§ **PROBLEM DESCRIPTION**:
Turn every line of the listing below into a row of a Markdown table with the columns Row and Listing line, numbering the rows in order and leaving out blank lines.

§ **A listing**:
--------------------------------

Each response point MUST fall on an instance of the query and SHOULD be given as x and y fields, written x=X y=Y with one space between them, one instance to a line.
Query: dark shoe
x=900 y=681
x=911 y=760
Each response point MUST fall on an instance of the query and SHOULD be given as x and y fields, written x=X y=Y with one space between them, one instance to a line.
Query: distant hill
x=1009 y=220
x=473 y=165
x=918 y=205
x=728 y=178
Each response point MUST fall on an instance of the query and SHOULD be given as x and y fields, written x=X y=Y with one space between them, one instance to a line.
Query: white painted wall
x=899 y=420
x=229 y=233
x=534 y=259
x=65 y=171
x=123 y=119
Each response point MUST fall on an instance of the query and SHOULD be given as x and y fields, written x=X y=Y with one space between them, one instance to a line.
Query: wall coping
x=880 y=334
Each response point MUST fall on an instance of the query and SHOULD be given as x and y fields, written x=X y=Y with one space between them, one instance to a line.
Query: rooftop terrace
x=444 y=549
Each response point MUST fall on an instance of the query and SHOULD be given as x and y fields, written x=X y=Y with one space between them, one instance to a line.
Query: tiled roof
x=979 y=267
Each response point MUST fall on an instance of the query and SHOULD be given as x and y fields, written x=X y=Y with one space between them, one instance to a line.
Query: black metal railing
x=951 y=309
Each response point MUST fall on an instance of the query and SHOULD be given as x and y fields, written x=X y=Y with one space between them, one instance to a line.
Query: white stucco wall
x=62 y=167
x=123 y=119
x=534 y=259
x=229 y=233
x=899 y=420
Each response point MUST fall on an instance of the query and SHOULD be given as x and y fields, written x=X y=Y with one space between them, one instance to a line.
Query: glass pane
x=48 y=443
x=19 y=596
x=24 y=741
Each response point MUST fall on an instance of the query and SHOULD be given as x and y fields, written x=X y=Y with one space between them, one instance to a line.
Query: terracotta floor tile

--------------------------------

§ **THE SOLUTION**:
| Row | Listing line |
|---|---|
| 1 | Each response point MUST fall on an instance of the query and SHOULD be given as x and y fields, written x=X y=Y with one space between them, one instance to a line. |
| 2 | Query: dark shoe |
| 3 | x=900 y=681 |
| 4 | x=911 y=760 |
| 5 | Each response point MUST fall on an instance of the query and SHOULD be given as x and y fields, written x=X y=Y with one space between them, one instance to a line. |
| 6 | Query: distant hill |
| 7 | x=1009 y=220 |
| 8 | x=473 y=165 |
| 9 | x=918 y=205 |
| 10 | x=728 y=178 |
| 11 | Each response point MUST fall on an instance of the query and SHOULD be given as x and y fields, written x=X y=Y with one space between them, one instance to a line. |
| 12 | Query: white painted wall |
| 13 | x=899 y=420 |
| 14 | x=229 y=233 |
| 15 | x=534 y=259 |
| 16 | x=65 y=171 |
| 17 | x=123 y=119 |
| 18 | Each response point MUST fall on an instance of the query and SHOULD be given as x and y fields, written x=X y=Y with one space between them, one instance to a line. |
| 19 | Query: wall coping |
| 20 | x=880 y=334 |
| 21 | Each response point MUST fall on an instance of the query and SHOULD be given as x and y fields, written x=X y=Y with one space between them, one instance to a line. |
| 22 | Query: rooftop terrace |
| 23 | x=444 y=549 |
| 24 | Each response point MUST fall on an instance of the query and SHOULD be given as x and y fields, written x=X y=Y with one space between them, one instance to a line. |
| 25 | Query: tiled roof |
| 26 | x=979 y=267 |
| 27 | Each response point MUST fall on an instance of the query and SHOULD be given as x and y fields, written x=X y=Y with one space between them, one instance to a line. |
| 28 | Query: black metal railing |
| 29 | x=951 y=309 |
| 30 | Each response point MUST fall on an instance of the query and SHOULD be given as x and y fields, written x=X y=Y with one space between them, one instance to a line. |
| 31 | Query: white stucco wall |
| 32 | x=62 y=167 |
| 33 | x=123 y=119 |
| 34 | x=534 y=259 |
| 35 | x=229 y=233 |
| 36 | x=899 y=420 |
| 37 | Each response point MUST fall on an instance of the query and SHOULD be given as x and y fields, written x=X y=Y with one space between them, one instance to a line. |
| 38 | Query: glass pane |
| 39 | x=48 y=443 |
| 40 | x=19 y=596 |
| 41 | x=24 y=741 |
| 42 | Each response point MUST fall on an instance of the query and SHOULD be given as x and y fields, written x=X y=Y with one space between them, one instance to a line. |
| 43 | Query: terracotta floor tile |